_Texto fuente:_
┌──

Col 1,15-20: Por Él quiso reconciliar todos los seres, haciendo la paz por la sangre de su cruz.
Lucas 10,25-37: “¿Y quién es mi prójimo? ".
Añadiendo más ojos, sumaremos vista, pero no siempre la adición nos traerá un más, porque donde hubo miradas que no vieron, no pudieron aportar más que ceguera. Y así sucedió con los tres pares de ojos que se encontraron con un moribundo en el camino.
Si dirigimos la atención de nuestras miradas al relato del Evangelio, partimos, a través de la parábola que ofrece el Maestro, de una imagen fácilmente reconocible, evidente e innegable: un hombre malherido tirado en medio del camino que va de Jerusalén a Jericó. Los antecedentes los conocemos, nos los ha relatado el evangelista: unos bandidos asaltan al hombre, lo apalean y lo dejan medio muerto. Este preámbulo era desconocido por los tres viandantes que se encuentran con él en su trayectoria. Pero no importa, aunque carezcan de estos detalles el hecho con el que se encuentran es el mismo: una persona que necesita ayuda. Los dos primeros caminantes tenían una vinculación muy estrecha con la religión: un sacerdote y un levita. El primero tenía un oficio vinculado al templo, asociado especialmente a la ofrenda de sacrificios; el segundo, de la tribu de Leví, tenía el abolengo de los que Dios había destinado para el culto divino desde antiguo. Ambos tenían la prerrogativa ritual de declarar lo puro y lo impuro, y por eso, en ellos pesaba de un modo más severo que en el resto del pueblo judío la prohibición de tocar un cadáver o incluso acercarse a él (salvo si era de su propia familia). Podemos entender que, tras ver a aquel hombre necesitado en el camino, ellos pasan de largo para evitar entrar en impureza por el contacto con el moribundo. Su corazón interpreta los acontecimientos desde un determinado precepto religioso que, curiosamente preserva la cercanía con Dios, manteniendo la lejanía con una persona herida. De los samaritanos sabemos su enemistad con los judíos. El de la parábola, fuera de su tierra, ve al hombre tendido y siente una compasión que supera los prejuicios. Le separaba una hostilidad histórica, pero se aproximó a él por una fuerza mayor que renunció a cualquier prejuicio. Invirtió todo lo que tenía: su vino, su aceite, su cabalgadura, su dinero, su tiempo, sus preocupaciones… La historia del sacerdote y el levita se acabó con su rodeo al cuerpo lastimado, la del samaritano se prolongó unida a la del pobre hombre apaleado.

└──

_Datos proporcionados:_
┌──

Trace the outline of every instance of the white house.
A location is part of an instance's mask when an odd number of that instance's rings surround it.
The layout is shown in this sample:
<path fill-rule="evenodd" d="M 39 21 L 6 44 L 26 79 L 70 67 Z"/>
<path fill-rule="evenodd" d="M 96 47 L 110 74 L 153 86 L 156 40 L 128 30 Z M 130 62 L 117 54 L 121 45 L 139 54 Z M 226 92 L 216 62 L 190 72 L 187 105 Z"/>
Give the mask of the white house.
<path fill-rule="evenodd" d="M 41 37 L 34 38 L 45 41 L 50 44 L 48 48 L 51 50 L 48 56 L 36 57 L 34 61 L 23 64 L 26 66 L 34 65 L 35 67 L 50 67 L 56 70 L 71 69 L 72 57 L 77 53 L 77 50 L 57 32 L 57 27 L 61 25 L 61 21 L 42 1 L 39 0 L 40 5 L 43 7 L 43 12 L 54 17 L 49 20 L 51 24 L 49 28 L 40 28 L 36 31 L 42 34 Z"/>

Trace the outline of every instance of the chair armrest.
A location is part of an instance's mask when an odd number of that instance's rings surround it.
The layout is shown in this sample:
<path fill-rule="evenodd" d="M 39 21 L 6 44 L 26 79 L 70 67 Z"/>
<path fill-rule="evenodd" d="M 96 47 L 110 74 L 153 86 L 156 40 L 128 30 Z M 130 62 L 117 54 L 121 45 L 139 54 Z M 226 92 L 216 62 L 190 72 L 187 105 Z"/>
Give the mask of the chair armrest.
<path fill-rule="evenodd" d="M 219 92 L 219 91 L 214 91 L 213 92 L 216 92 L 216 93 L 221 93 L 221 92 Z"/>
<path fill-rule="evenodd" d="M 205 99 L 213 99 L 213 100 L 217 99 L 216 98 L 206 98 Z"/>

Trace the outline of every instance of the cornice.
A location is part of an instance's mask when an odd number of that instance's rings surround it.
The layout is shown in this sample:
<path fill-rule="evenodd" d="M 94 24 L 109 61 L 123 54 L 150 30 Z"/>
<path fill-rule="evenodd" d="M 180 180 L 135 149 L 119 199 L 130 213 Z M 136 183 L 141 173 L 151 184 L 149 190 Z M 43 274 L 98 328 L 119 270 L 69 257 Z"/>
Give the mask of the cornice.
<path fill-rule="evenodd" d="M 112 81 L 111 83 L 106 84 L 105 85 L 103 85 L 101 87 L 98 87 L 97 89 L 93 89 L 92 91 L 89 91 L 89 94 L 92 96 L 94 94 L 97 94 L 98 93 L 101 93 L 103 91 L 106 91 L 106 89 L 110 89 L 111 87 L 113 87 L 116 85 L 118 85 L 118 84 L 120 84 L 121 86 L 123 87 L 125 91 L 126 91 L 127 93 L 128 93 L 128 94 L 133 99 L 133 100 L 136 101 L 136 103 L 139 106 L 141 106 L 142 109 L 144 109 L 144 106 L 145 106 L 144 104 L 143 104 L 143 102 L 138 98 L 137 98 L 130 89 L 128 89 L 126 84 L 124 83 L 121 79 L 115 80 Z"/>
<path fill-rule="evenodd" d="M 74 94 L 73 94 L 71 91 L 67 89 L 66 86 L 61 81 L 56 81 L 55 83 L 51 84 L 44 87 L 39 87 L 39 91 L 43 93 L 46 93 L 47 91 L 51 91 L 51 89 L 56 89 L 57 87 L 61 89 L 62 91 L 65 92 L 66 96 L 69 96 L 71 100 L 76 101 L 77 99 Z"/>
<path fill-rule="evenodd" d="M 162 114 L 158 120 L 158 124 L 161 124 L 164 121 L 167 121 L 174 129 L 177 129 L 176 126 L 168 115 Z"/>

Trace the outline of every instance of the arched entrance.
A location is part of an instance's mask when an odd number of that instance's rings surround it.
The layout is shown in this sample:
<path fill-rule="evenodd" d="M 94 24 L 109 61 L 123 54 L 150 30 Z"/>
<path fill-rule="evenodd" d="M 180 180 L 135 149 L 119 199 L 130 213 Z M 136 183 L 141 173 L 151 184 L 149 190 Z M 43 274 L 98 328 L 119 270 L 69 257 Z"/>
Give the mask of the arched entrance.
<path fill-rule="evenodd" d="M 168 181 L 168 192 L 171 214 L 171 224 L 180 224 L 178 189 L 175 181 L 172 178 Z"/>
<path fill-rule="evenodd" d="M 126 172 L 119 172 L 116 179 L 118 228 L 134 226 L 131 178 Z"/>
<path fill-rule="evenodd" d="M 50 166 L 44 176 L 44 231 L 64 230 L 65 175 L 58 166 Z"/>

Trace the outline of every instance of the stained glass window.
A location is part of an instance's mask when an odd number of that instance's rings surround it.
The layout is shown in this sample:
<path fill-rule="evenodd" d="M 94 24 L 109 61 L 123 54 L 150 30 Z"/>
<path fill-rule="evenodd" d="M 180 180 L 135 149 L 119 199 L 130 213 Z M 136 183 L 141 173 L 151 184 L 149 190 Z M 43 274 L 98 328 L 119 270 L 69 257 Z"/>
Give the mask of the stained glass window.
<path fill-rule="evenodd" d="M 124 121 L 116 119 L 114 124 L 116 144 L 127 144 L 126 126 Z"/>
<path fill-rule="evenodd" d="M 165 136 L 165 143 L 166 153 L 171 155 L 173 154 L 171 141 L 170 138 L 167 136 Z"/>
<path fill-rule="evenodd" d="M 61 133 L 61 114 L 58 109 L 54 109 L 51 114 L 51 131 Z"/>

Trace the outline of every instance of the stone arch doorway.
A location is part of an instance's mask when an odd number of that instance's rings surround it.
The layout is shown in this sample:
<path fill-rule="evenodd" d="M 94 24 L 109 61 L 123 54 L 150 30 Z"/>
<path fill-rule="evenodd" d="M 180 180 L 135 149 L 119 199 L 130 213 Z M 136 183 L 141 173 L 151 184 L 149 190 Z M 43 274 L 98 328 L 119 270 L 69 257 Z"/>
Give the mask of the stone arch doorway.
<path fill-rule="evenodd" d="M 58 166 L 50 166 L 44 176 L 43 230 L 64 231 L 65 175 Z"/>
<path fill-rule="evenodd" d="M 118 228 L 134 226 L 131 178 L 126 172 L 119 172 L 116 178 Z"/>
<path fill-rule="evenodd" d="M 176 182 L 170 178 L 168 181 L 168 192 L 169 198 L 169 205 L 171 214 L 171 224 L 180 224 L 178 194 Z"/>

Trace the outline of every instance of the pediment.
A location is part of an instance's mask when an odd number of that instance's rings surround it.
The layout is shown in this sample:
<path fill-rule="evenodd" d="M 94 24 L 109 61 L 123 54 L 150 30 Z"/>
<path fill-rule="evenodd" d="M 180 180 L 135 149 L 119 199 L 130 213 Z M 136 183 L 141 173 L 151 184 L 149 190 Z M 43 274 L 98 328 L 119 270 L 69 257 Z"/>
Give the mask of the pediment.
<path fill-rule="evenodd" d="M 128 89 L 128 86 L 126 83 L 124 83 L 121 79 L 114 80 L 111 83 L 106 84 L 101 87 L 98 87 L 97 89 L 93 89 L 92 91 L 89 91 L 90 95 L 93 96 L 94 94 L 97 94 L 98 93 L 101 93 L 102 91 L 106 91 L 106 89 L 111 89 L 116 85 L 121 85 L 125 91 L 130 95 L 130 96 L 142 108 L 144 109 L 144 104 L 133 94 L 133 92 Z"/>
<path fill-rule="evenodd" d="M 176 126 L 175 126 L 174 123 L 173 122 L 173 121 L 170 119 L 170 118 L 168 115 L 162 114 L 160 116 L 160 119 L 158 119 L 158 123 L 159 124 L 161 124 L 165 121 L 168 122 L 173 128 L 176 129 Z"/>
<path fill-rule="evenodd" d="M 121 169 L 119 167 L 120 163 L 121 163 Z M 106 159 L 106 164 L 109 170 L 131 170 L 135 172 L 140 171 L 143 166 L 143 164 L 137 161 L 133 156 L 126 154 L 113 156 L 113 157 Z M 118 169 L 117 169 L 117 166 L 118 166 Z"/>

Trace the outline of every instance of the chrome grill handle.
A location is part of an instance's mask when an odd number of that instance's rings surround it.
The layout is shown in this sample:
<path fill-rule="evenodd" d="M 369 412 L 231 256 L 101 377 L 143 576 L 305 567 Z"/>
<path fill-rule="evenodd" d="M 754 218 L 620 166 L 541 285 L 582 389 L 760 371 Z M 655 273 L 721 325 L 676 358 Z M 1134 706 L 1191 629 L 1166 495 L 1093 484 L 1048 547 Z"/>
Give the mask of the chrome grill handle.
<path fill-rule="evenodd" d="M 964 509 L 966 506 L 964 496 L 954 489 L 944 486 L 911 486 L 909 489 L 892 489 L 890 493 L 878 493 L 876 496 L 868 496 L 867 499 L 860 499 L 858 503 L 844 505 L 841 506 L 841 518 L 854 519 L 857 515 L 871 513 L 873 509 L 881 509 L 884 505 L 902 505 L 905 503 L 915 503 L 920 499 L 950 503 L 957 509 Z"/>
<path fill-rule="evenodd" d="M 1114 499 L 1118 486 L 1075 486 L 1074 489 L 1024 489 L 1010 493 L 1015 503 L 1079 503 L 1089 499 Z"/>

└──

_El problema:_ Prosigue el comentario sobre la parábola del buen samaritano a partir de su última oración.

_Ejercicio resuelto:_
En el puesto del hombre malherido podemos entender cualquier persona necesitada de ayuda en nuestro camino. Resuena la pregunta del jurista: “¿Quién es mi prójimo?”, que puede interpretarse como: “¿Hasta dónde tengo que considerar a alguien como prójimo mío? Entonces la imagen anónima del hombre asaltado y con urgencia de auxilio puede convertirse para nosotros en el rostro conocido de alguien a quien debemos acercarnos para acompañarlo en sus carencias, en su aflicción, en su tristeza. ¿Qué bulle en nuestro corazón cuando lo vemos ahí tirado? Con los que reconocemos como próximos no habrá especiales dificultades para acercarnos, pero hay personas con las que no quiero un trato cercano. El verlas cerca de mí me pueden producir incomodidad interna, e incluso despertar sentimientos de rechazo. No importa excesivamente lo que hable el sentimiento, que a veces no es buen intérprete, sino lo que finalmente se haga. Para ello hay que acercarse al corazón de Cristo, misericordioso, que supera cualquier prejuicio de nuestro corazón y nos pide aproximarnos a quien lo necesita, aunque nuestras entrañas estén diciendo que demos un rodeo. El amor a Dios no tiene otro cauce que acercarse a la persona necesitada y darle lo que se tiene.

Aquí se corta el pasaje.